(Entries from a pointing dataset)
______________________________
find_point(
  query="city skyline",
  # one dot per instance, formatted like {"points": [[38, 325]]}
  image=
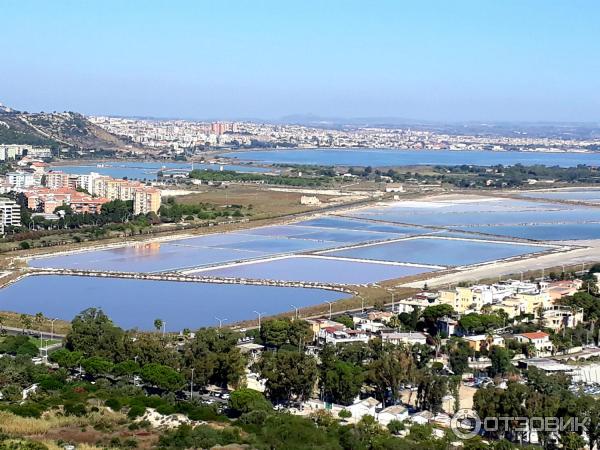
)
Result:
{"points": [[265, 60]]}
______________________________
◆ PROBLEM ◆
Rewrite the entries above with "city skyline" changed to "harbor skyline" and every other line kept the same. Leave the pictures out.

◆ OUTPUT FOR THIS TASK ◆
find_point(
  query="harbor skyline",
  # one dot per instance, formatted like {"points": [[38, 325]]}
  image=
)
Result:
{"points": [[265, 60]]}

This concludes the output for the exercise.